--- PROBLEMS TO SOLVE ---
A: List every hyphenated term in the text about single image super-resolution, giving each term only once.
B: Carry on the text about single image super-resolution, starting after its last sentence.

### TEXT FOR ANALYSIS

Channel-Partitioned Windowed Attention And Frequency Learning for Single Image Super-Resolution
This addresses the problem of enhancing image quality in SISR for applications like photography or medical imaging, though it appears incremental as it builds on existing transformer-based methods.
The paper tackled the limitations of window-based attention in capturing long-range dependencies and frequency content in single image super-resolution (SISR), proposing a Channel-Partitioned Attention Transformer and Spatial-Frequency Interaction Module that achieved up to 0.31dB improvement over state-of-the-art methods on Urban100 at x2 SR.

######
### INFORMATION SHOWN

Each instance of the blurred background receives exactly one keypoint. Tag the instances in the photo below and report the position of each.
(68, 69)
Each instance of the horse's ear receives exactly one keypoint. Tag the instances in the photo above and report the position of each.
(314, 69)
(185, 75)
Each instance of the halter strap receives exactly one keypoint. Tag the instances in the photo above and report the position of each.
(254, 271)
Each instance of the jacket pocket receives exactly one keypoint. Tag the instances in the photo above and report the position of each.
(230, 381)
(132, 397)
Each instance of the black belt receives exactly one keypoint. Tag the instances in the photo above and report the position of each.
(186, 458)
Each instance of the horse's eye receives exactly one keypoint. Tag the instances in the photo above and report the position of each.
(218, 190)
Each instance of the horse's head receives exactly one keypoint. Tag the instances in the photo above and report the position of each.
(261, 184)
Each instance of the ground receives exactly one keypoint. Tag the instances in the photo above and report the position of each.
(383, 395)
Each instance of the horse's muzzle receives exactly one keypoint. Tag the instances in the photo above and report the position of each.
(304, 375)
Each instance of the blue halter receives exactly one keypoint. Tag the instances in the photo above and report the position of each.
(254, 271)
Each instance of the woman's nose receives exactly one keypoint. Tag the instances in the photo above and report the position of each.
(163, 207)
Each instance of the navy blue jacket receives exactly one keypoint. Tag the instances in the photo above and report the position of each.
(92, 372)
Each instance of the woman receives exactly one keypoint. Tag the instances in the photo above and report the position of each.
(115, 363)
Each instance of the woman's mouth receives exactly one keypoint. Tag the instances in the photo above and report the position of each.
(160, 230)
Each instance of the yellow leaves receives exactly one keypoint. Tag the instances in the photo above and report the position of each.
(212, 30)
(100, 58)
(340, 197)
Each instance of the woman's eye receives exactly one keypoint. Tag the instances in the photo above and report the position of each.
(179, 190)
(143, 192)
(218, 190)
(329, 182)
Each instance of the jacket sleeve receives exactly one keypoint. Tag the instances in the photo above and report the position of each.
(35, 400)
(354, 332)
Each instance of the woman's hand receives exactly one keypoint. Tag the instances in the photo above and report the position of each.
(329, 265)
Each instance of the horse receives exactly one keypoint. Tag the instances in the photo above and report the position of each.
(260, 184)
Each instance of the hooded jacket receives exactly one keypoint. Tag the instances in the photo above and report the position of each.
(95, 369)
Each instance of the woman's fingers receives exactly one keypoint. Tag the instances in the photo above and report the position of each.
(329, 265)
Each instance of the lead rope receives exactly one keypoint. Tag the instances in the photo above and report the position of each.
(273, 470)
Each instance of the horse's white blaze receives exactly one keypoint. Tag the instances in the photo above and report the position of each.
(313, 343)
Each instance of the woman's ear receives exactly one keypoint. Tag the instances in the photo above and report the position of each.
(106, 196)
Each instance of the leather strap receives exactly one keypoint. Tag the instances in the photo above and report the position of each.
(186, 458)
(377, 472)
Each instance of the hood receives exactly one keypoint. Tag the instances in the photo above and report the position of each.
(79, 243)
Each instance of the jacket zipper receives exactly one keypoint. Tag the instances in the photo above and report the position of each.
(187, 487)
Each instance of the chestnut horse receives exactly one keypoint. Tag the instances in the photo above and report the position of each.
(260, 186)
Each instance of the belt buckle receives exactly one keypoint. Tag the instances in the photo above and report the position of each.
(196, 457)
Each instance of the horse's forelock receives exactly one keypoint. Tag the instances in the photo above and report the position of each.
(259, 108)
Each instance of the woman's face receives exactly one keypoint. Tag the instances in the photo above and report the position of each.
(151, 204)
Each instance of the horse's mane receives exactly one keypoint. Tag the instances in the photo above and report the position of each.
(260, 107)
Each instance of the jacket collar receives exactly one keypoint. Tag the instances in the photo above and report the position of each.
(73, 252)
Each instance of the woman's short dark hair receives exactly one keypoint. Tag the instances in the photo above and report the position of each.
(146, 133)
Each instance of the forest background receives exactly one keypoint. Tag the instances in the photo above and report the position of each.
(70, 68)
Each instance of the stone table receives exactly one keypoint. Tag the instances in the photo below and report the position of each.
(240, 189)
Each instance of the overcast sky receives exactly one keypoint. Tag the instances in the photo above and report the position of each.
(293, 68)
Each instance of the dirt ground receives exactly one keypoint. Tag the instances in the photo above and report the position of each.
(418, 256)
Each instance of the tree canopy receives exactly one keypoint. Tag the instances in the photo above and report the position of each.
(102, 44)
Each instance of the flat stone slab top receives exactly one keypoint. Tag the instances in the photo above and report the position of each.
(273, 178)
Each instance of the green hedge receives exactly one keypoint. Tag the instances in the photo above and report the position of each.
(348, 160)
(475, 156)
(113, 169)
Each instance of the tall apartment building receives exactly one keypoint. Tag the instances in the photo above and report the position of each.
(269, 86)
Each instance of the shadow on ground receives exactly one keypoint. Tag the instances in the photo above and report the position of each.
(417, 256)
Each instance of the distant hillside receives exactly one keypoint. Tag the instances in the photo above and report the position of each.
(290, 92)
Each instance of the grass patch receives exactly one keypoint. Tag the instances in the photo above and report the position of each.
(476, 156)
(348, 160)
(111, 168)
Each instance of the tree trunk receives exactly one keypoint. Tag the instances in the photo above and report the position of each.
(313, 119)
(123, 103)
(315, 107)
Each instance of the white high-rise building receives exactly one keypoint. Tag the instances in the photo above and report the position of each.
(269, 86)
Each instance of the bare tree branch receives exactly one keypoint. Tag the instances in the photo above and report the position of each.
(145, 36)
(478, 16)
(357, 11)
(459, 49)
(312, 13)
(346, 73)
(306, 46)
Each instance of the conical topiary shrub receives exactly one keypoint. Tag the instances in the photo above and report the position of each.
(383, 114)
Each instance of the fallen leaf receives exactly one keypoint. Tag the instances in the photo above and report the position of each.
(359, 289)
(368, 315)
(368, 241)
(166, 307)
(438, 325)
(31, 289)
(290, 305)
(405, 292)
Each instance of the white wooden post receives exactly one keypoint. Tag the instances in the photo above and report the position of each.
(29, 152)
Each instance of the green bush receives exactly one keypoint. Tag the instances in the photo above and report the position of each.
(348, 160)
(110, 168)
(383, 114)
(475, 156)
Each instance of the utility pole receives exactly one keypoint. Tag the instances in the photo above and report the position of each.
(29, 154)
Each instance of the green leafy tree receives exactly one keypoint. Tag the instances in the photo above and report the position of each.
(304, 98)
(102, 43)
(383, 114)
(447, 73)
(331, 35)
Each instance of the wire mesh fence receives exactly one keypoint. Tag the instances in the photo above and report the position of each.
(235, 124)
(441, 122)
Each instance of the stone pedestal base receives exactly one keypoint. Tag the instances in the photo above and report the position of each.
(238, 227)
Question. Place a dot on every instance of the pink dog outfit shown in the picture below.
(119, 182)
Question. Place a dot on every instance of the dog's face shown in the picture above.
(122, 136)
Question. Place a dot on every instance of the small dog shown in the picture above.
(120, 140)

######

--- YOUR RESPONSES ---
A:
Channel-Partitioned
Super-Resolution
transformer-based
window-based
long-range
state-of-the-art
Spatial-Frequency

B:
Recently, window-based attention methods have shown great potential for computer vision tasks, particularly in Single Image Super-Resolution (SISR). However, it may fall short in capturing long-range dependencies and relationships between distant tokens. Additionally, we find that learning on spatial domain does not convey the frequency content of the image, which is a crucial aspect in SISR. To tackle these issues, we propose a new Channel-Partitioned Attention Transformer (CPAT) to better capture long-range dependencies by sequentially expanding windows along the height and width of feature maps. In addition, we propose a novel Spatial-Frequency Interaction Module (SFIM), which incorporates information from spatial and frequency domains to provide a more comprehensive information from feature maps. This includes information about the frequency content and enhances the receptive field across the entire image. Experimental findings show the effectiveness of our proposed modules and architecture. In particular, CPAT surpasses current state-of-the-art methods by up to 0.31dB at x2 SR on Urban100.